▶ Text segment:
Portland Doula Services

Courtney Jarecki, Doula and Health Advocate


Support. Compassion. Energy. Birth. Dance. Movement. Ceremony. Freedom. Life. Joy. Love.

There is nothing on earth more amazing and humbling than witnessing a mama give birth. I  strongly believe in the beauty and power of a woman’s body to birth and am honored to be a part of this experience.

I am trained to provide Doula support during three different times of your childbearing year; antepartum, labor and postpartum. I currently work as a Postpartum Doula at Alma Birth Center and also offer my Pregnancy, Labor and Postpartum services through Nurture, a non-profit center for growing families. My ongoing academic experience includes training at Birthingway College of Midwifery and enrolling with Ancient Art Midwifery Institute where I will be a Midwifery student. Throughout my work and responsibilities, I maintain a flexible schedule to ensure you will never be without Doula support. 

Outside of the birthing world, I love spending time with my amazing husband Dave and puppies Satchel and Maji. Dancing, cooking, meeting friends for tea and hiking are favorite activities and, most recently, learning to crochet has occupied much of my time as well.

I look forward to speaking with you about your baby and birth. Please feel free to call or post a comment to ask questions (it won't be published unless you say it's okay).

Antepartum Doula

As an Antepartum Doula, I will support you later in your pregnancy. Antepartum services can be especially helpful if you are a single or teen mom, have multiple children, are on bed rest, have severe morning sickness or have emotional trauma. I will provide informational, emotional, physical and practical support during your pregnancy with pregnancy massage, meal planning, education labor preparation. 

Labor Doula

My work as a Labor Doula means I will provide you with continuous physical, emotional and informational support before, during and just after birth. I will be there for you, your partner and baby after delivery to help in whatever way best serves you.

I can assist with birth plans, birth art, pain coping techniques (massage and touch, positioning, breathing, meditation and visualization, vocalization, aromatherapy, hypnobirthing and healing energy techniques), pregnancy and postpartum diet and fitness designed to ease labor and recovery, Reiki healing, and creative expression and relationship / birth coaching. This time is all about you and what works best for your family.

If time allows, we will meet two-to-three times prenatally where we will get to know each other. We can incorporate any modalities that you and your family need.

Postpartum, we will meet once, during which we will share your birth story and discuss all the challenges and joys that lay ahead. You will also receive any needed breastfeeding support during this time.

Postpartum Doula

Postpartum is a special and sometimes trying time for a new family. I can help ease this transition by providing lactation consulting, infant care techniques, meal planning and cooking, gentle yoga and exercise options, natural healing, light housekeeping, dog walking, nanny care and companionship.


I believe that all families should be able to afford Doula services and all Doulas should be able to pay their mortgages. Therefore I offer my services on a sliding scale, based on what each family can pay. I am happy to discuss pricing options and payment plans with each family and am open to barter and trade.

Antepartum & Postpartum Doula Services: $25 - $35 per hour with a 4 hour minimum.

Labor Doula: During certification process I only ask for reimbursement of transportation and food expenses, usually between $50 - $75.

After certification: $400 - $700. Includes 3 prenatal visits (if time allows), full labor and delivery support, 1 postpartum visit. Additional prenatal visits are available, based on a sliding scale.

▶ Material shown:
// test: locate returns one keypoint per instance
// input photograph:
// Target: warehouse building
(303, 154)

* * *

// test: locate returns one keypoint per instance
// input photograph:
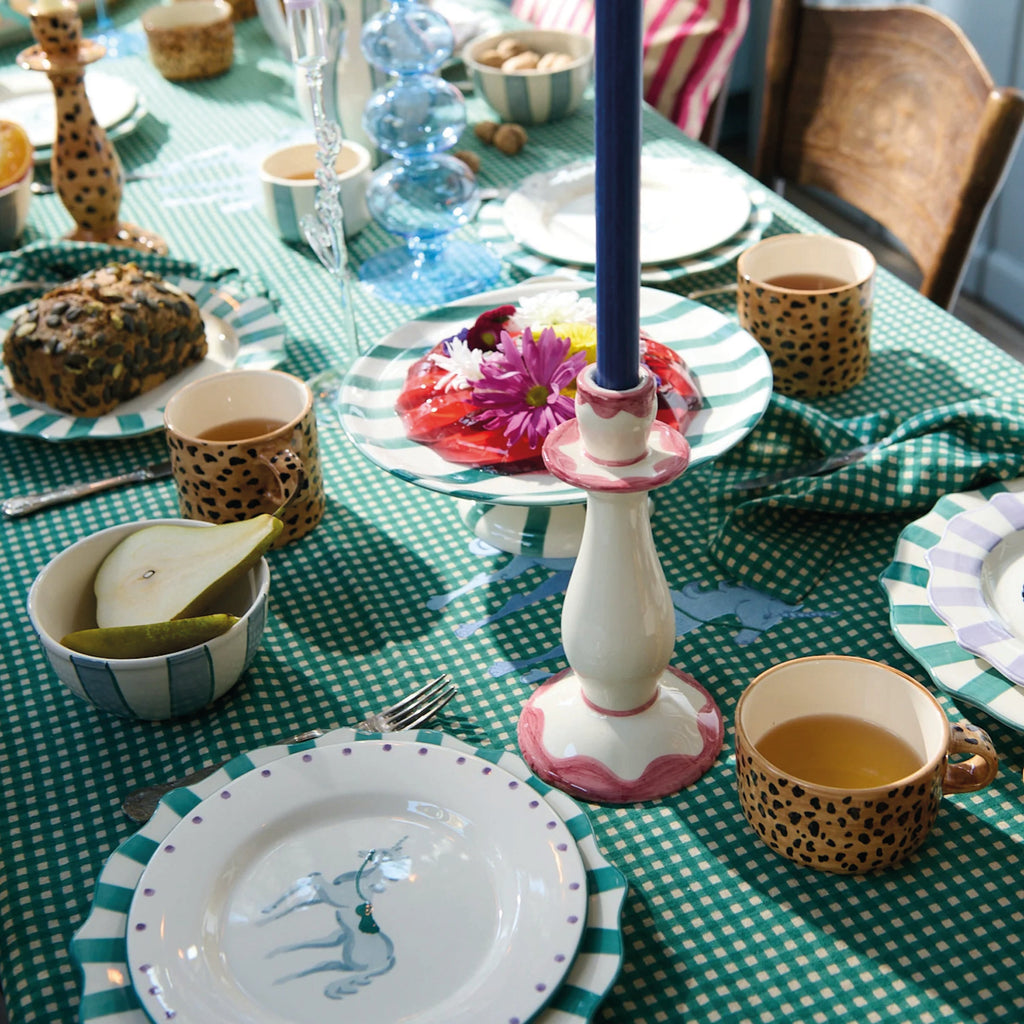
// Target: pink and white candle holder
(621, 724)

▶ What you need to do:
a) Using the doula services text above, decide whether each statement agrees with it: (i) Antepartum and postpartum doula services have a minimum of four hours. (ii) Before certification, labor doula support costs $400 to $700. (iii) The doula currently works as a Labor Doula at Alma Birth Center. Answer yes or no for each and quote the deciding words.
b) Please continue the doula services text above, starting after its last sentence.

▶ Responses by task:
a)
(i) Yes: "Antepartum & Postpartum Doula Services: $25 - $35 per hour with a 4 hour minimum."
(ii) No: "During certification process I only ask for reimbursement of transportation and food expenses, usually between $50 - $75."
(iii) No: "I currently work as a Postpartum Doula at Alma Birth Center"

b)
Time Bank

Interested in trading service for service? Wanting a massage or acupuncture treatment? Looking for a babysitter or someone to put together your new crib?

The international, community organization Time Bank believes that each person has a skill that someone else finds valuable. The basic premise is that members offer services (everything from accounting to grocery shopping) and other members pick and choose what they need help with. Money never changes hands at the Time Bank.

For example, let's say you need a garden bed dug. You can post securely online or through a Time Bank Coordinator that you are looking for help or search out other members who list that skill. Once you find someone to dig your garden bed, you pay them one time dollar for every hour worked.

If it took the person 3 hours to dig your garden bed, then you have gone into "time dollar debt" by 3 dollars. There is no time frame for when you have to pay your time dollar debt off, but the premise is that you will then offer your unique services to someone else.

Now let's say that you offer guitar lessons and someone requests 5 hours of lessons from you. After those 5 hours you have paid off your 3 dollar debt and earned yourself 2 time dollars. And so the process provided and received without the exchange of money.

Check out their site to see if you have one in your community.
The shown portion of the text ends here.